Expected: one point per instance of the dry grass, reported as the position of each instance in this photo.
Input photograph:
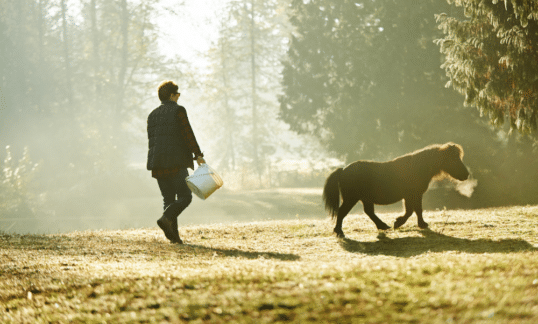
(478, 266)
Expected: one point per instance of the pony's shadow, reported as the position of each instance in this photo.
(433, 242)
(244, 254)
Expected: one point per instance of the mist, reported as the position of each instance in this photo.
(279, 94)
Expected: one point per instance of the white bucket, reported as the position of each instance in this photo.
(204, 181)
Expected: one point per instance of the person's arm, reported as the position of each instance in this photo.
(188, 135)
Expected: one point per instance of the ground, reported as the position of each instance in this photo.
(471, 266)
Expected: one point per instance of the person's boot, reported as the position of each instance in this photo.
(166, 225)
(175, 231)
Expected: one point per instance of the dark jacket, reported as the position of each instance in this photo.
(171, 141)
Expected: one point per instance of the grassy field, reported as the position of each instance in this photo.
(472, 266)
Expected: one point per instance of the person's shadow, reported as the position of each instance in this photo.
(242, 254)
(433, 242)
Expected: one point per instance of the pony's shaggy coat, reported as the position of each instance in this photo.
(406, 177)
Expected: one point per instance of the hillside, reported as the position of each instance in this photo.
(470, 266)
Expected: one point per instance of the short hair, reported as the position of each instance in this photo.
(167, 88)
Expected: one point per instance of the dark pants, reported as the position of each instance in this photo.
(176, 195)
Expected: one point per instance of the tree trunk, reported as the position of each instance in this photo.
(67, 59)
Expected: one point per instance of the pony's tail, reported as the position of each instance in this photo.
(331, 193)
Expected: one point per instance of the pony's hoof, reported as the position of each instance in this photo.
(340, 234)
(383, 227)
(399, 222)
(423, 225)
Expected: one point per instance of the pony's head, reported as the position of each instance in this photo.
(451, 163)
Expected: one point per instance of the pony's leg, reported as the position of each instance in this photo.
(418, 211)
(409, 208)
(369, 210)
(342, 212)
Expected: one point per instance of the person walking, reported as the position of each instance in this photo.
(172, 149)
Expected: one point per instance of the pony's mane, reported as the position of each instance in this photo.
(438, 148)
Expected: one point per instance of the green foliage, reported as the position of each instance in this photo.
(491, 58)
(365, 78)
(243, 82)
(16, 182)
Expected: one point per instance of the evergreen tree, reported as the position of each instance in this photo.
(491, 57)
(365, 78)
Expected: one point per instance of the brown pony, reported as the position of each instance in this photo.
(406, 177)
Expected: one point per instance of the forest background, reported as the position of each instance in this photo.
(289, 90)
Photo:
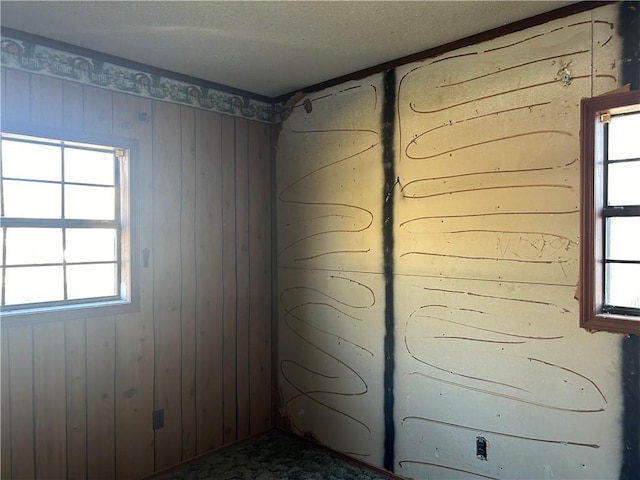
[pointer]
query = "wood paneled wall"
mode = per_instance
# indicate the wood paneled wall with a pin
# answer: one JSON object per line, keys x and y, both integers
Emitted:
{"x": 78, "y": 394}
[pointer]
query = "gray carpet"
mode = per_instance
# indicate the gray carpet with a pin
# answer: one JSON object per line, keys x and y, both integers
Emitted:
{"x": 274, "y": 456}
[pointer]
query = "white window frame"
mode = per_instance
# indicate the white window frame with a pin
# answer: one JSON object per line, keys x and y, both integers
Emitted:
{"x": 126, "y": 299}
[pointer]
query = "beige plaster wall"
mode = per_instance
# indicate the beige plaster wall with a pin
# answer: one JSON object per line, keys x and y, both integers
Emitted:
{"x": 486, "y": 233}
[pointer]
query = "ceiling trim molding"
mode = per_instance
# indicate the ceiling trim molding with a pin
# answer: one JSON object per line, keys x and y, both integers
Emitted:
{"x": 448, "y": 47}
{"x": 23, "y": 51}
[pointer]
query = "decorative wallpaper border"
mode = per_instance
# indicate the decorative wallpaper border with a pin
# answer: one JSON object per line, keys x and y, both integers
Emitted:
{"x": 45, "y": 60}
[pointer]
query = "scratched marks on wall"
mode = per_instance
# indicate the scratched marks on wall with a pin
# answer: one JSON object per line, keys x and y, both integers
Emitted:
{"x": 487, "y": 258}
{"x": 328, "y": 228}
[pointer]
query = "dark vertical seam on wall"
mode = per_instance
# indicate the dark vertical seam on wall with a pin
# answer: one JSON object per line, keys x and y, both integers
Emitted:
{"x": 235, "y": 266}
{"x": 629, "y": 31}
{"x": 180, "y": 223}
{"x": 153, "y": 286}
{"x": 388, "y": 137}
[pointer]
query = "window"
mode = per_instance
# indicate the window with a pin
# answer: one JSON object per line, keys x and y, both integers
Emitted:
{"x": 66, "y": 225}
{"x": 610, "y": 236}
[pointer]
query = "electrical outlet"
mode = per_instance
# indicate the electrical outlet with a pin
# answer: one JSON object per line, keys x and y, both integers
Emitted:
{"x": 481, "y": 448}
{"x": 158, "y": 419}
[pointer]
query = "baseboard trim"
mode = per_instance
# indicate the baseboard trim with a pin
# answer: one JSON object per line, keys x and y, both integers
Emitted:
{"x": 347, "y": 458}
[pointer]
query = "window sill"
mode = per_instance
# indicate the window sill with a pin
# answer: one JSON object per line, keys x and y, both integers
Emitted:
{"x": 68, "y": 312}
{"x": 612, "y": 323}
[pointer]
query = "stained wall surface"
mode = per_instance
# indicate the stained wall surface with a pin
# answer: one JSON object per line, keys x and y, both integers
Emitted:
{"x": 78, "y": 394}
{"x": 484, "y": 251}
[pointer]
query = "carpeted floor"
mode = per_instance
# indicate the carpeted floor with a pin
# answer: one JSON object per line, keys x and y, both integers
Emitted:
{"x": 273, "y": 456}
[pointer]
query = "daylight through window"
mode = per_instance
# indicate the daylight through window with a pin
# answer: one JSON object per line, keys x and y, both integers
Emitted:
{"x": 610, "y": 263}
{"x": 65, "y": 237}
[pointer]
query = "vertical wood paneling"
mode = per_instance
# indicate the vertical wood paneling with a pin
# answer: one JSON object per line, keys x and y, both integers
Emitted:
{"x": 209, "y": 281}
{"x": 5, "y": 420}
{"x": 260, "y": 277}
{"x": 80, "y": 404}
{"x": 46, "y": 101}
{"x": 188, "y": 264}
{"x": 100, "y": 402}
{"x": 98, "y": 110}
{"x": 229, "y": 278}
{"x": 50, "y": 400}
{"x": 167, "y": 280}
{"x": 72, "y": 105}
{"x": 16, "y": 100}
{"x": 134, "y": 332}
{"x": 21, "y": 402}
{"x": 242, "y": 275}
{"x": 76, "y": 377}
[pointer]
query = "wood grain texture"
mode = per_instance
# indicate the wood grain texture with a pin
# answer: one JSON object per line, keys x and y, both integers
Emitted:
{"x": 187, "y": 348}
{"x": 98, "y": 111}
{"x": 243, "y": 278}
{"x": 21, "y": 401}
{"x": 188, "y": 269}
{"x": 76, "y": 384}
{"x": 50, "y": 400}
{"x": 134, "y": 332}
{"x": 5, "y": 412}
{"x": 260, "y": 277}
{"x": 209, "y": 346}
{"x": 46, "y": 101}
{"x": 72, "y": 106}
{"x": 101, "y": 352}
{"x": 167, "y": 278}
{"x": 229, "y": 278}
{"x": 17, "y": 100}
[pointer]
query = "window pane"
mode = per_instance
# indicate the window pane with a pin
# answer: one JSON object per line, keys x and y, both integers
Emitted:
{"x": 34, "y": 245}
{"x": 623, "y": 137}
{"x": 90, "y": 245}
{"x": 33, "y": 285}
{"x": 31, "y": 200}
{"x": 90, "y": 281}
{"x": 622, "y": 285}
{"x": 93, "y": 203}
{"x": 623, "y": 238}
{"x": 87, "y": 166}
{"x": 30, "y": 160}
{"x": 623, "y": 180}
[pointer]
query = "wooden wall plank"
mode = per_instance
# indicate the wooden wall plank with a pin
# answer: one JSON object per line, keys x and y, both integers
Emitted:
{"x": 17, "y": 99}
{"x": 21, "y": 403}
{"x": 50, "y": 400}
{"x": 72, "y": 106}
{"x": 167, "y": 280}
{"x": 134, "y": 332}
{"x": 76, "y": 415}
{"x": 229, "y": 278}
{"x": 3, "y": 91}
{"x": 98, "y": 111}
{"x": 188, "y": 269}
{"x": 100, "y": 401}
{"x": 5, "y": 419}
{"x": 46, "y": 101}
{"x": 260, "y": 276}
{"x": 242, "y": 275}
{"x": 209, "y": 281}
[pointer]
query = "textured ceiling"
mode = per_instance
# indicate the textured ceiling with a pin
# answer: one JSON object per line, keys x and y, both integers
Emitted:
{"x": 265, "y": 47}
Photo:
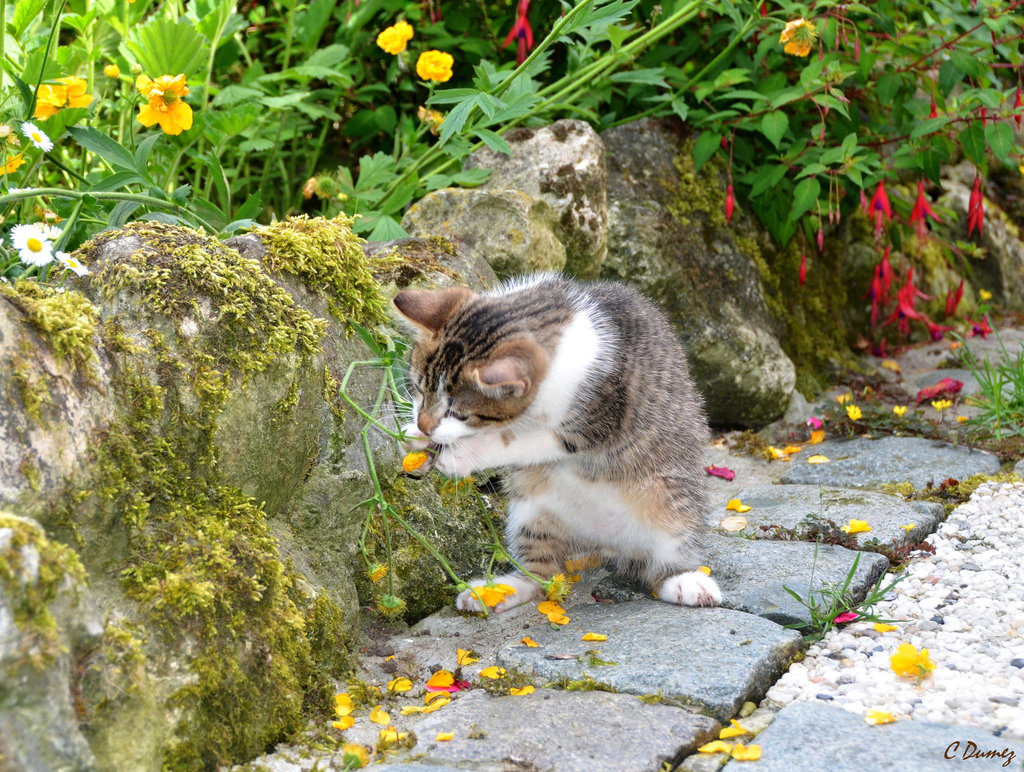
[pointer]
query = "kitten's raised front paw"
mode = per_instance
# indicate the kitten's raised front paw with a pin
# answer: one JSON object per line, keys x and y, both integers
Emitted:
{"x": 524, "y": 591}
{"x": 690, "y": 589}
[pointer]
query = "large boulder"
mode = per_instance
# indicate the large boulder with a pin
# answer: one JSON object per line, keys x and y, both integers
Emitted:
{"x": 668, "y": 233}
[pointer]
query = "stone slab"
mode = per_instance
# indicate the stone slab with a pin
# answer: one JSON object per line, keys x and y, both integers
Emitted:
{"x": 813, "y": 736}
{"x": 712, "y": 659}
{"x": 868, "y": 463}
{"x": 787, "y": 506}
{"x": 753, "y": 575}
{"x": 558, "y": 730}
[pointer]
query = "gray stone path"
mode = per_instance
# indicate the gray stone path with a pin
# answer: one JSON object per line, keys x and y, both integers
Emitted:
{"x": 694, "y": 669}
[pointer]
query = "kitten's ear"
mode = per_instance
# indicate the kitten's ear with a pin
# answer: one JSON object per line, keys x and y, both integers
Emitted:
{"x": 429, "y": 309}
{"x": 512, "y": 370}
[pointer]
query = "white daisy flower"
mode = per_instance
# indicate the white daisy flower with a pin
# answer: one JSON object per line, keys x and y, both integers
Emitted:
{"x": 37, "y": 136}
{"x": 72, "y": 263}
{"x": 34, "y": 243}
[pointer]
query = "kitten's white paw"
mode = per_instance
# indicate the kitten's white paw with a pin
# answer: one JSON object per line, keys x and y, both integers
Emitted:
{"x": 690, "y": 589}
{"x": 525, "y": 591}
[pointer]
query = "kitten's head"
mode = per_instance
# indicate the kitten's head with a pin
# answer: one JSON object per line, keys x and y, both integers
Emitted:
{"x": 469, "y": 370}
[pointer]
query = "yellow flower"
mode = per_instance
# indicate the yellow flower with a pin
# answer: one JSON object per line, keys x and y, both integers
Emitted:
{"x": 743, "y": 753}
{"x": 353, "y": 757}
{"x": 395, "y": 38}
{"x": 732, "y": 731}
{"x": 856, "y": 526}
{"x": 166, "y": 104}
{"x": 434, "y": 66}
{"x": 399, "y": 684}
{"x": 12, "y": 163}
{"x": 879, "y": 717}
{"x": 414, "y": 461}
{"x": 715, "y": 746}
{"x": 799, "y": 36}
{"x": 909, "y": 662}
{"x": 492, "y": 595}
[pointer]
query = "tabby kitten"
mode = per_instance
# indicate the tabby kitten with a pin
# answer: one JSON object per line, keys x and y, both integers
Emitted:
{"x": 582, "y": 394}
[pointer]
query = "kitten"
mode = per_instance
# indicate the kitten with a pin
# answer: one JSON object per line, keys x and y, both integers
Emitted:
{"x": 582, "y": 394}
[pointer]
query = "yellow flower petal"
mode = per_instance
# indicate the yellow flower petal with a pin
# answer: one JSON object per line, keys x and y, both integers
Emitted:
{"x": 715, "y": 746}
{"x": 743, "y": 753}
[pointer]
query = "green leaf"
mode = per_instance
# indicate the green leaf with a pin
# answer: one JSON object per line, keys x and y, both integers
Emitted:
{"x": 705, "y": 147}
{"x": 973, "y": 141}
{"x": 804, "y": 197}
{"x": 999, "y": 137}
{"x": 494, "y": 141}
{"x": 163, "y": 46}
{"x": 774, "y": 126}
{"x": 103, "y": 146}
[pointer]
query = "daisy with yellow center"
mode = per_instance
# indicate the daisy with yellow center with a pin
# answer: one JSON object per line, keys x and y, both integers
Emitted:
{"x": 799, "y": 36}
{"x": 166, "y": 104}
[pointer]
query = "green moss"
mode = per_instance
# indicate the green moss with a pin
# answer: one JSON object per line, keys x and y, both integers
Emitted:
{"x": 329, "y": 257}
{"x": 31, "y": 587}
{"x": 65, "y": 318}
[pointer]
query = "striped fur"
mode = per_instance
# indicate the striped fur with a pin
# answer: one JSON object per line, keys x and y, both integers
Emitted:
{"x": 581, "y": 393}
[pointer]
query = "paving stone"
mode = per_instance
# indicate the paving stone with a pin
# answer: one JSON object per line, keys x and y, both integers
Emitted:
{"x": 558, "y": 730}
{"x": 712, "y": 659}
{"x": 812, "y": 736}
{"x": 868, "y": 463}
{"x": 787, "y": 506}
{"x": 753, "y": 574}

### THE PROBLEM
Count the lines of the listing above that contain the word "flower", and give only the total.

### SOLUTION BELOW
6